SET EXERCISE 1 -> In the fire safety post, how many brush trucks did the fire department bring to the scene?
SET EXERCISE 2 -> Please write out the stretch of the fire safety post from "Even with my" through "a LOT worse.".

+++ EXCERPT TO READ

Tuesday, November 30, 2010

Fire Safety

My Mom had a very “exciting” weekend.  We’ve had some rain during the week and the burn ban was officially lifted for the county, so she went to burn some papers in the outdoor chiminea.  What seemed like a pretty safe & harmless thing to do turned out to be not such a good idea.  The wind was blowing & an ember blew out of the chiminea into the surrounding grass.  Mom was right there so she went to stomp it out, but the little spark turned into a flame & she couldn’t keep up with it.  In just a few seconds the wind had blown the spark into a trail of flames and it was moving too quickly for her to extinguish.  She called the neighbors to tell them to get their hoses out to protect their yards from the quickly moving flames and had Wally call the fire department.  The fire department got on scene with three brush trucks and quickly extinguished the grass fire.   
Mom is still very upset, and I’m sure she won’t be thrilled to know that I’ve blogged about it, but this gives me the opportunity to remind everyone about fire safety. 
Even with my Mom right there, a small spark turned about two acres of grass into a crunchy & blackened area.  If she were not there or if the volunteer fire department weren’t available as quickly as they were, it could have been a LOT worse.

++++++
+++ EXCERPTED DATA

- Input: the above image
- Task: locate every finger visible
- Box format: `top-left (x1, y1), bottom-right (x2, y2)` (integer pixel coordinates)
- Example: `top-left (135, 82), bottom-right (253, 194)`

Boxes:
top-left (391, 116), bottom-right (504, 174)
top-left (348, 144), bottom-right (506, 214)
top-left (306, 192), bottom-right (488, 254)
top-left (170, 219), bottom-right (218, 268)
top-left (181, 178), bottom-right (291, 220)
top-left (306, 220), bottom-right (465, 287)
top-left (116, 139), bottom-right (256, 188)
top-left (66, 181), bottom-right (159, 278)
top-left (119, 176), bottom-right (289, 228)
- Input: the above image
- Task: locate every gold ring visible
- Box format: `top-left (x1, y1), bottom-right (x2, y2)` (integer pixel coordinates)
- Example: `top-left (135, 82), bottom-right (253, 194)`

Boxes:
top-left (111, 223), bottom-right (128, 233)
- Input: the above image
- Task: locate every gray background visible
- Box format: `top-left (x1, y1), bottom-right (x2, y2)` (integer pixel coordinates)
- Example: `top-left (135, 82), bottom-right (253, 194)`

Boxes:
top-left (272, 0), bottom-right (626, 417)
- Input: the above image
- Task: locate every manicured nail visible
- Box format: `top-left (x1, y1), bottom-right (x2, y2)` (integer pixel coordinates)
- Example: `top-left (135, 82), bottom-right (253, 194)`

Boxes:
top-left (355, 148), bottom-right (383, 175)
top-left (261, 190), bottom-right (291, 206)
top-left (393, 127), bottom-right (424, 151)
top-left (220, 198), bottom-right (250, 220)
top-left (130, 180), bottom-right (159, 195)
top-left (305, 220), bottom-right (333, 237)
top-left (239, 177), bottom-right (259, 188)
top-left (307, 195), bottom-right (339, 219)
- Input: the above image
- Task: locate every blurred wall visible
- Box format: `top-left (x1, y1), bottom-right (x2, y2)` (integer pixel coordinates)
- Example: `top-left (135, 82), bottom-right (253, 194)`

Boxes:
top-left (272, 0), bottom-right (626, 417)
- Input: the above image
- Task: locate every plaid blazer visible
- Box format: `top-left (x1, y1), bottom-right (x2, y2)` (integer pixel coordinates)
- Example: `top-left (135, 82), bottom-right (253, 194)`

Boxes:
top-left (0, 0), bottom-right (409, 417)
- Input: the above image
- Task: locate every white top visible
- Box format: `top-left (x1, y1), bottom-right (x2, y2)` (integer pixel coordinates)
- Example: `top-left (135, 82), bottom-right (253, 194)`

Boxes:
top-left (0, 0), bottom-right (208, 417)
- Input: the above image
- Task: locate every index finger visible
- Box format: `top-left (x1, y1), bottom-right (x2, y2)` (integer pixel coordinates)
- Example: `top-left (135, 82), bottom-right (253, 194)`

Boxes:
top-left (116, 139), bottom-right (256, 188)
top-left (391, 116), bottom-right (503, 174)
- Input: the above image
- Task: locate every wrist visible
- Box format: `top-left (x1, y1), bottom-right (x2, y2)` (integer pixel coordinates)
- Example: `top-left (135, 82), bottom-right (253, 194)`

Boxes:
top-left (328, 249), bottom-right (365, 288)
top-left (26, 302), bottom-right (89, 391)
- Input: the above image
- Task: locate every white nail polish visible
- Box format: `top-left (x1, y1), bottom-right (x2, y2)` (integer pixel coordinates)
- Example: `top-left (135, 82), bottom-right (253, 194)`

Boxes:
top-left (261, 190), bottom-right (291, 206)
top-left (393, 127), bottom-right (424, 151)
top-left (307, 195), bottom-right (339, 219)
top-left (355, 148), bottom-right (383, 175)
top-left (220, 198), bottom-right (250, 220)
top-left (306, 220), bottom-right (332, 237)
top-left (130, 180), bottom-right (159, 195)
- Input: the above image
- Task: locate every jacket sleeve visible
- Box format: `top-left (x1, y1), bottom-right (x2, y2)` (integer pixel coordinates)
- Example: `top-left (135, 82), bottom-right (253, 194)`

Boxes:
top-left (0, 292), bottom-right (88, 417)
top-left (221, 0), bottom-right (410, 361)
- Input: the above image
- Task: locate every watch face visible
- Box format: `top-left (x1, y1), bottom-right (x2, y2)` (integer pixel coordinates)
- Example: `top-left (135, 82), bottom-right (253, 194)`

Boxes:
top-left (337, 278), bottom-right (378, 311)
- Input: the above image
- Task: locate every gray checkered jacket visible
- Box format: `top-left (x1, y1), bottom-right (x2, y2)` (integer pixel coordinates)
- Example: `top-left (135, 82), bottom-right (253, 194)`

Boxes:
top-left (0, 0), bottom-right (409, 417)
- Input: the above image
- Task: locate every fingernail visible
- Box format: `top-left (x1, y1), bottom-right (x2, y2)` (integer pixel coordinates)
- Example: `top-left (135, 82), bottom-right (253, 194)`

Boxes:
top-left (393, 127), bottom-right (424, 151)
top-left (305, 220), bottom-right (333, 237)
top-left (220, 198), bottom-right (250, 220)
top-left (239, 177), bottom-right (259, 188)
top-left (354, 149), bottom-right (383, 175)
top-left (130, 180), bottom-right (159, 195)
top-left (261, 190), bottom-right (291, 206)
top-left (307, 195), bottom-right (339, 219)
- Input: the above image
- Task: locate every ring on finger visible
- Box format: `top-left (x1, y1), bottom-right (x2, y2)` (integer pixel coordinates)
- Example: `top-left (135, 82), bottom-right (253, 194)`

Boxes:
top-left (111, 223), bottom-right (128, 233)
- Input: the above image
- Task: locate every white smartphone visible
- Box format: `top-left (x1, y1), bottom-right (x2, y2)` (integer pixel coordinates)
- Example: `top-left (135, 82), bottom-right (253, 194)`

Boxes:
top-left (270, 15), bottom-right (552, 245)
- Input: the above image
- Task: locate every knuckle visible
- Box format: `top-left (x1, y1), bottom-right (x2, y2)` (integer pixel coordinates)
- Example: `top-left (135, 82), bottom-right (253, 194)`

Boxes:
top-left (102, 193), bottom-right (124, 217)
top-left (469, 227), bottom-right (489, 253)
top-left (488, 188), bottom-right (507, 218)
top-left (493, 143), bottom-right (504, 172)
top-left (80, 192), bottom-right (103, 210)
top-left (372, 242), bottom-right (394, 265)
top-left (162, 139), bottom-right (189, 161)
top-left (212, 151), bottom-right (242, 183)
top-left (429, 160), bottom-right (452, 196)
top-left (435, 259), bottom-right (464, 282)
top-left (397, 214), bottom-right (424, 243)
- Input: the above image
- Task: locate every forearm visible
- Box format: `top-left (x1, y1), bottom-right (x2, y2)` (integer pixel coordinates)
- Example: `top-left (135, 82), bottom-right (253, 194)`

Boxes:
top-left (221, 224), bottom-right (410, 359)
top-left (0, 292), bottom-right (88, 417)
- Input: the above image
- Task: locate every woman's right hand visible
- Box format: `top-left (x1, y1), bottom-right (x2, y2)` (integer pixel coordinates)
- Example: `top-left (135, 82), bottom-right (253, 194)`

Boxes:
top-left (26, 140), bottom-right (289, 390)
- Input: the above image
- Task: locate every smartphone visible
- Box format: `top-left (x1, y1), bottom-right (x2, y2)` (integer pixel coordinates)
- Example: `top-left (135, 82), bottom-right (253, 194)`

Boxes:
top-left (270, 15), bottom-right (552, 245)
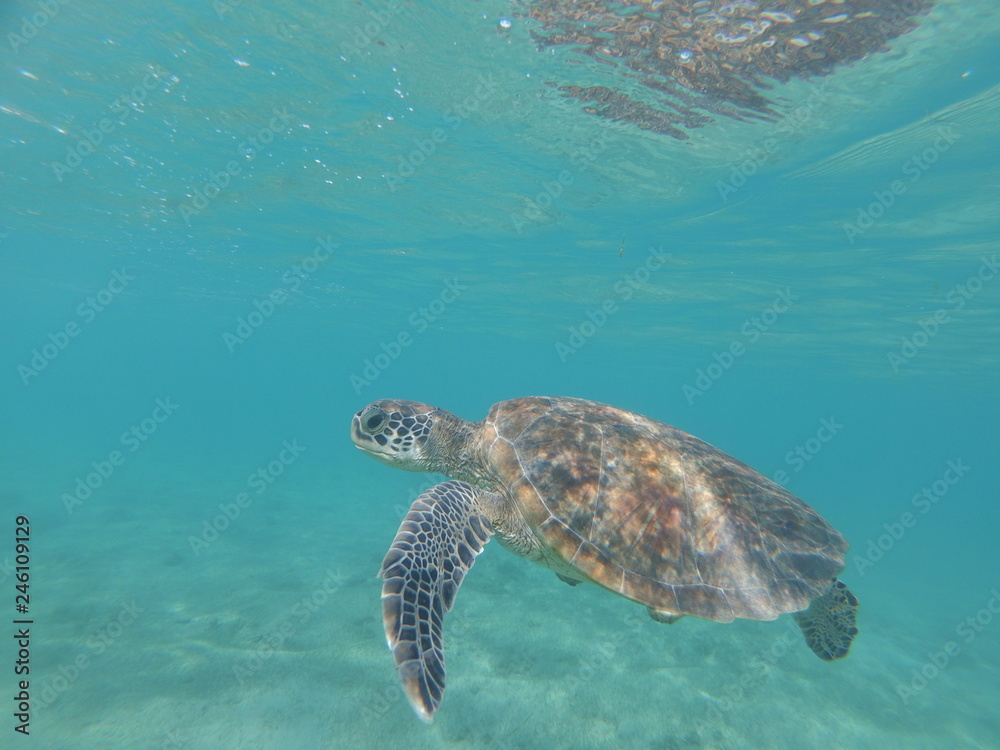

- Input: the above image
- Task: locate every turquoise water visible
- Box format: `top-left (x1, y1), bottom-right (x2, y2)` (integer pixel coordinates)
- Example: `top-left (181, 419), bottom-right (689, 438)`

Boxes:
top-left (0, 0), bottom-right (1000, 750)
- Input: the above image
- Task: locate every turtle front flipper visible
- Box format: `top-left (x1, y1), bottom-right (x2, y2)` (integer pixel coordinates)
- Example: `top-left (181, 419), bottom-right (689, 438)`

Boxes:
top-left (793, 578), bottom-right (858, 661)
top-left (379, 481), bottom-right (493, 724)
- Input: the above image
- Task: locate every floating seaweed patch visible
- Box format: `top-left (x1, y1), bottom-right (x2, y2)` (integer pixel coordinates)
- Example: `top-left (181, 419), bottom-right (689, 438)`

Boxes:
top-left (522, 0), bottom-right (934, 140)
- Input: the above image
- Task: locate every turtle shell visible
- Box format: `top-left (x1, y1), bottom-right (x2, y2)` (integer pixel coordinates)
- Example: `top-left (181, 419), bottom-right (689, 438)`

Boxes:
top-left (481, 397), bottom-right (847, 622)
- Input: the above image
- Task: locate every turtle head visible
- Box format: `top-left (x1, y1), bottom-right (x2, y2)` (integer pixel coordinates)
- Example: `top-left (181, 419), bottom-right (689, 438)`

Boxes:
top-left (351, 399), bottom-right (446, 471)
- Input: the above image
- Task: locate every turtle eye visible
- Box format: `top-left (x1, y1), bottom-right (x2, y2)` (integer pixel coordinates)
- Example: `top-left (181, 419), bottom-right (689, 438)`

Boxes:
top-left (365, 411), bottom-right (388, 432)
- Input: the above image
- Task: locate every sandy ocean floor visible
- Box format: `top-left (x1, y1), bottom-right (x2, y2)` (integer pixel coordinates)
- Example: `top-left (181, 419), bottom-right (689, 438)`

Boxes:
top-left (11, 464), bottom-right (1000, 750)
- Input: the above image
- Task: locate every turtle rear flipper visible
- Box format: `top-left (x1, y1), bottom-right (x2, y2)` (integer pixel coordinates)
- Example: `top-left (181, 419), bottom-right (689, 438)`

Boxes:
top-left (793, 578), bottom-right (858, 661)
top-left (379, 481), bottom-right (493, 724)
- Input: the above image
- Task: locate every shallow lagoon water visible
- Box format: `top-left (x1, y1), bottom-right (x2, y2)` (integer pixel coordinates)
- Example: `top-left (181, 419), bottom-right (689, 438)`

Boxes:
top-left (0, 2), bottom-right (1000, 749)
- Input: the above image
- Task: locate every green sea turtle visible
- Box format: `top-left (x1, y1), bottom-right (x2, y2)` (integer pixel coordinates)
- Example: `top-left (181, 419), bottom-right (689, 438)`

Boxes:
top-left (351, 397), bottom-right (858, 723)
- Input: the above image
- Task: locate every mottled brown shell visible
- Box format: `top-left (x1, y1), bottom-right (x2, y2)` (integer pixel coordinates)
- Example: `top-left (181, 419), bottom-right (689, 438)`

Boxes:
top-left (481, 397), bottom-right (847, 622)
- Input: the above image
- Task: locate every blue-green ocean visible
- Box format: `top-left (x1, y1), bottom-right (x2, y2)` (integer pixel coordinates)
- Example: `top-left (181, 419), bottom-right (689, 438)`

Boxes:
top-left (0, 0), bottom-right (1000, 750)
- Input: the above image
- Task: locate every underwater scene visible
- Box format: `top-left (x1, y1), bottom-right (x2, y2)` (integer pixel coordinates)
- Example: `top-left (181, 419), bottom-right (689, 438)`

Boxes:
top-left (0, 0), bottom-right (1000, 750)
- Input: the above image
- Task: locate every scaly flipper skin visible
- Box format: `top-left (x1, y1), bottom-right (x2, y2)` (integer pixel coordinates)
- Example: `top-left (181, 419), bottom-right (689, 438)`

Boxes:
top-left (379, 481), bottom-right (493, 724)
top-left (794, 578), bottom-right (858, 661)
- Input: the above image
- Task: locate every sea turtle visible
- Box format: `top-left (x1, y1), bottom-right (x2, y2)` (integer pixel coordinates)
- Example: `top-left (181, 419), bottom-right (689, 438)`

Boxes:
top-left (351, 397), bottom-right (858, 723)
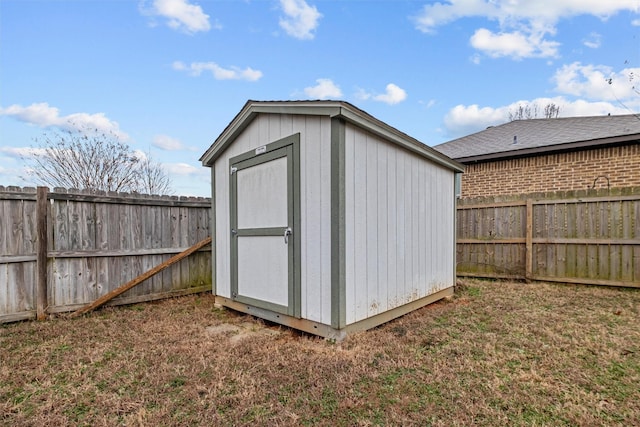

++++++

FINAL ANSWER 1 -> Three brush trucks.

FINAL ANSWER 2 ->
Even with my Mom right there, a small spark turned about two acres of grass into a crunchy & blackened area.  If she were not there or if the volunteer fire department weren’t available as quickly as they were, it could have been a LOT worse.